[Records held in a dataset]
/---

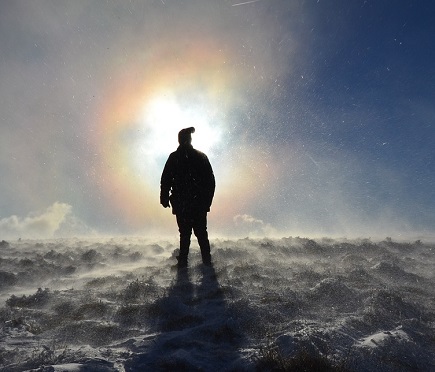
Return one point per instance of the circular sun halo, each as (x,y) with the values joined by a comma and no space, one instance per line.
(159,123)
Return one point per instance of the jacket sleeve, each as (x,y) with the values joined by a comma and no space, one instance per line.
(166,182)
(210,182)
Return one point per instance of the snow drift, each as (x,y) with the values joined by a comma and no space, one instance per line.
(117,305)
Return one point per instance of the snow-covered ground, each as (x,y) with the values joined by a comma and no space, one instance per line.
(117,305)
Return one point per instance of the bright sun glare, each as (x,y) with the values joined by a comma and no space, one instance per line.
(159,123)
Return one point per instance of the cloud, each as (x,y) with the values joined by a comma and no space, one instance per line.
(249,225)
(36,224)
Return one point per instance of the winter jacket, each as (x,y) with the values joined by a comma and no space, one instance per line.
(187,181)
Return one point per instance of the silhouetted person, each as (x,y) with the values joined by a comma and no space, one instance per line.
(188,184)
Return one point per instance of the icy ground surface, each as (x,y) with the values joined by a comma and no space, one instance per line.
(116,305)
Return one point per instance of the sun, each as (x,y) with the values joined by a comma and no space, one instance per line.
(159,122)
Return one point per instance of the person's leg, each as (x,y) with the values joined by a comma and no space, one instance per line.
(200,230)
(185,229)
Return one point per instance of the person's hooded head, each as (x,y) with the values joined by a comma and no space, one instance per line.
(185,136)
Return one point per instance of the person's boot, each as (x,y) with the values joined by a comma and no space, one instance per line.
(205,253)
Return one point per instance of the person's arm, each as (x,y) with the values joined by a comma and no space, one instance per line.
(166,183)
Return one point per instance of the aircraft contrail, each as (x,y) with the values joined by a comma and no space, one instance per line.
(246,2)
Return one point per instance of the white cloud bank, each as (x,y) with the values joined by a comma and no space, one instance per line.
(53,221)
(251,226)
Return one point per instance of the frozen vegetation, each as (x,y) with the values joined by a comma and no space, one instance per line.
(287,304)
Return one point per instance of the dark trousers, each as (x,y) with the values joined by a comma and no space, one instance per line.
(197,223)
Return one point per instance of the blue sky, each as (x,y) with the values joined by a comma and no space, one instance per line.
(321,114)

\---

_What is required_
Output the data as a CSV with two columns, "text" and "answer," one row per text with its answer. Put each field in quotes, turn line breaks into spaces, and leave out the picture.

_Response for this exercise_
text,answer
"Return one point per instance of the circular sun halo, each as (x,y) with the values joined by a comma and no space, one instance per line.","(159,123)"
"Return one point per instance of the jacket sleeve, each as (x,y) with the values joined by a comma and no space, one instance per line.","(166,182) (210,182)"
"Return one point per instance of the snow drift, each as (x,y) with the values joined by a comma and no space, one instance per line.","(117,305)"
"Return one point per instance of the snow-covered ground, each as (x,y) with the values joined by a comma and no space, one instance per line.","(117,305)"
"Return one point per instance of the bright sun glare, each as (x,y) with the values joined by a comma and no space, one instance per line.","(159,123)"
"Return one point per instance of the cloud, each as (x,y) with the values joined by a comma and no space, one instance per line.","(249,225) (36,224)"
"Return one point per instance of the winter jacket, each as (x,y) with the values joined by a comma and no space, one instance per line.","(187,181)"
"Return one point per instance of the silhouetted person, each as (x,y) with the values joined by a comma and no space, one instance per line.","(188,184)"
"Return one point per instance of the icy ground surface, each as (x,y) with the values joined by a comma and no space, one instance per line.","(116,305)"
"Return one point per instance of the sun, each as (x,y) with the values joined by a comma and no space, one instance per line.","(159,122)"
"Return one point per instance of the person's leg, each as (x,y) with the values joined by a comma and no space, one instance per line.","(200,230) (185,229)"
"Return one point per instance of the person's hooded head, each as (x,y) with the values joined by a comma and no space, one instance per line.","(185,136)"
"Return one point per instance of the person's boot, each as (x,y) with the values joined by a comma and no space, one instance per line.","(205,253)"
"Return one point per instance of the person's arm, each as (x,y) with the values joined by a comma and no space, one instance per line.","(166,183)"
"Return one point per instance of the aircraft contrail, each as (x,y) with the values joined by a comma and no space, one instance per line.","(246,2)"
"Return one point per instance of the white cloud bank, each as (x,y) with the values joined by a comma and no space, one instance per line.","(53,221) (251,226)"
"Return one point per instance of the frozen vegetation, each as (x,y) with the values joined by a comma and no space, one instance per line.","(287,304)"
"Return one point per instance of the dark trousers, each as (x,y) with the values joined by a comma and no space, one instance per line.","(197,223)"
"Return one point per instance of the blue sky, each as (x,y) with the values joined by a comma and no space, one instance per line.","(321,114)"